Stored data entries

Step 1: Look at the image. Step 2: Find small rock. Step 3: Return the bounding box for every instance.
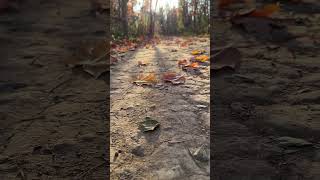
[196,105,207,108]
[131,146,145,157]
[192,145,209,162]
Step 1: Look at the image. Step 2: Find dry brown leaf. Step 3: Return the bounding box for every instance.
[249,3,280,17]
[163,72,186,85]
[138,61,148,66]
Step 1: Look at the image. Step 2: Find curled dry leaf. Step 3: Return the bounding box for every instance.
[133,73,157,86]
[138,61,148,66]
[195,55,209,62]
[163,72,186,85]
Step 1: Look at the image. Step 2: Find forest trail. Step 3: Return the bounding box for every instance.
[110,36,210,179]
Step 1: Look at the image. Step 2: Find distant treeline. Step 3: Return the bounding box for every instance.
[111,0,210,39]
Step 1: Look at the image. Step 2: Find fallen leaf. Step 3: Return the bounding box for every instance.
[133,73,157,86]
[184,62,199,68]
[139,117,160,132]
[163,72,186,85]
[249,3,280,17]
[191,50,206,55]
[138,61,148,66]
[195,55,209,62]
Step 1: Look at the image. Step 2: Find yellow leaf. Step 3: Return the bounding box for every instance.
[191,50,206,55]
[196,55,209,62]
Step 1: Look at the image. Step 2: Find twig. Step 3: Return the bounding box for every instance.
[49,78,72,93]
[19,116,45,123]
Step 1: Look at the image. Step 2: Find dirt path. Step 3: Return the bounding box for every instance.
[110,37,210,179]
[212,1,320,179]
[0,0,108,179]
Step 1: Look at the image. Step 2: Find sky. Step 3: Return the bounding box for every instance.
[133,0,179,12]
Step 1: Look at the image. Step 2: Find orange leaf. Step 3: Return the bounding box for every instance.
[134,73,157,85]
[185,62,199,68]
[249,3,280,17]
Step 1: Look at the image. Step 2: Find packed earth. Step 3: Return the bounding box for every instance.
[0,0,108,179]
[212,0,320,179]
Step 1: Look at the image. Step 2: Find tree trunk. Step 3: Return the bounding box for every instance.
[193,0,198,34]
[121,0,129,37]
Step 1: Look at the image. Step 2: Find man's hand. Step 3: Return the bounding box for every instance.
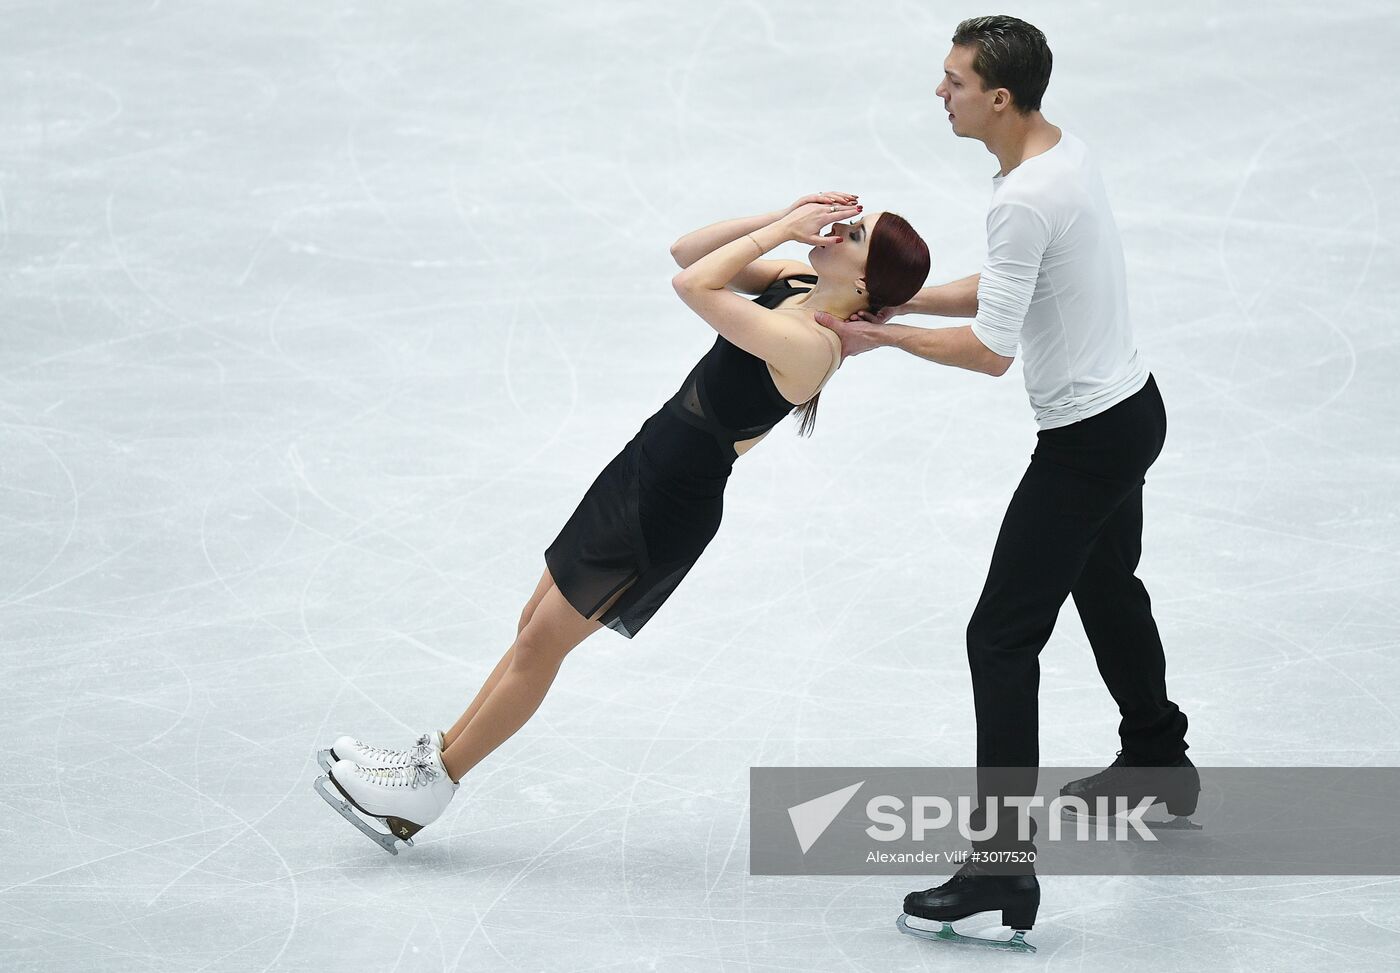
[846,305,900,326]
[813,310,893,359]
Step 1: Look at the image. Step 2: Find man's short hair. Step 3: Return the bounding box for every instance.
[951,15,1053,114]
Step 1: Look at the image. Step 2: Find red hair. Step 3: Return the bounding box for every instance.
[864,212,931,313]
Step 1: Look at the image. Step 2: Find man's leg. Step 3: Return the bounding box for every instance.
[1071,484,1189,763]
[966,455,1140,850]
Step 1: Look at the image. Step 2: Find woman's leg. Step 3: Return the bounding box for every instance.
[439,579,631,781]
[441,566,555,749]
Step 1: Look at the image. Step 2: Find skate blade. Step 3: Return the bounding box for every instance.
[313,774,402,855]
[896,913,1035,953]
[1059,806,1203,832]
[316,749,334,774]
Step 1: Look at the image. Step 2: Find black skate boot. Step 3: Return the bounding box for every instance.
[897,857,1040,953]
[1060,751,1201,829]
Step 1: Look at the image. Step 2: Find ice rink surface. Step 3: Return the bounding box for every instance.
[3,0,1398,969]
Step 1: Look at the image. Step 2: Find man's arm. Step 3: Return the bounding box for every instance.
[817,198,1051,376]
[902,273,980,318]
[883,272,1008,375]
[812,310,1012,376]
[875,322,1013,376]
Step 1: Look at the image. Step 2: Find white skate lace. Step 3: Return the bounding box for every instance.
[352,733,436,767]
[352,741,404,765]
[355,758,440,789]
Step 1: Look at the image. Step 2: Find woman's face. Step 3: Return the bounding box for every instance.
[809,211,882,289]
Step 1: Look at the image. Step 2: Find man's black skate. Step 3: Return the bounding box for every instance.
[1060,752,1201,830]
[897,858,1039,953]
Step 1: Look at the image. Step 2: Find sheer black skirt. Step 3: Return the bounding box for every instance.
[544,407,732,638]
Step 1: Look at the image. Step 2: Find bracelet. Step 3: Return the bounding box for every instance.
[746,232,763,254]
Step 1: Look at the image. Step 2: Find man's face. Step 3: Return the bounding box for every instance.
[934,44,992,139]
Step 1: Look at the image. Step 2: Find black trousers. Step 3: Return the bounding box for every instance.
[968,374,1189,850]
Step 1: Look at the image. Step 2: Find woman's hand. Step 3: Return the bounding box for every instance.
[780,201,862,246]
[784,191,859,217]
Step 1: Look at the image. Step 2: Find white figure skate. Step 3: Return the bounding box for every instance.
[316,730,444,773]
[314,747,457,855]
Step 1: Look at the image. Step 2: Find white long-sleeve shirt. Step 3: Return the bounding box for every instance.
[970,130,1148,430]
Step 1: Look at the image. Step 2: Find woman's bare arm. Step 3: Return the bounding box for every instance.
[669,193,856,293]
[669,211,786,269]
[672,203,856,294]
[670,203,858,379]
[668,193,857,269]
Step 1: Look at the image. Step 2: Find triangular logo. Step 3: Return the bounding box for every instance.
[787,781,864,854]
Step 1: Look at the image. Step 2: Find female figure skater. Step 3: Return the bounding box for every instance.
[314,193,931,853]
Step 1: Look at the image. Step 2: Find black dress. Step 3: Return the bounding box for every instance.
[545,274,821,637]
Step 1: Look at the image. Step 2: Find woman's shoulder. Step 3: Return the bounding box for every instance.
[756,271,817,300]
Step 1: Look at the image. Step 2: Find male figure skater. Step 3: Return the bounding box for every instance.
[816,16,1197,951]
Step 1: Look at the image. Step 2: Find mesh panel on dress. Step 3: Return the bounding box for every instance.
[681,378,705,419]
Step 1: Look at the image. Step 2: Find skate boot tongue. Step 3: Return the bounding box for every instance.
[956,854,1029,879]
[1084,750,1129,785]
[951,857,990,880]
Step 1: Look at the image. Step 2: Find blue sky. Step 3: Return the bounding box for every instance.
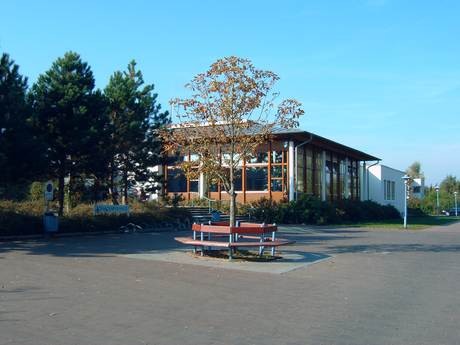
[1,0,459,185]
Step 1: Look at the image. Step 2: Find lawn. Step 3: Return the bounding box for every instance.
[347,216,460,230]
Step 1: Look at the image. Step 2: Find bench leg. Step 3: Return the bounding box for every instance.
[200,232,204,256]
[271,231,276,256]
[193,230,197,254]
[259,234,265,256]
[228,248,233,260]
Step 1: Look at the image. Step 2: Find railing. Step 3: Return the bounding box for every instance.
[190,196,230,214]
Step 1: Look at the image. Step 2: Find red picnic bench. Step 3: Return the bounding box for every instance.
[175,221,294,260]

● PROBLEM TO SOLVE:
Begin at the line containing "Step 1: Look at the image. Step 2: Find railing." and reproduce each line through the end of the records above.

● WRITTEN RESPONSE:
Step 1: Look at the image. Step 2: Find railing. Step 3: Return the bounding box for every instance.
[190,196,230,214]
Step 1: Look at the image. Step 2: Find red picnic bench. Step 3: Return the bounding box for every instance.
[175,221,294,260]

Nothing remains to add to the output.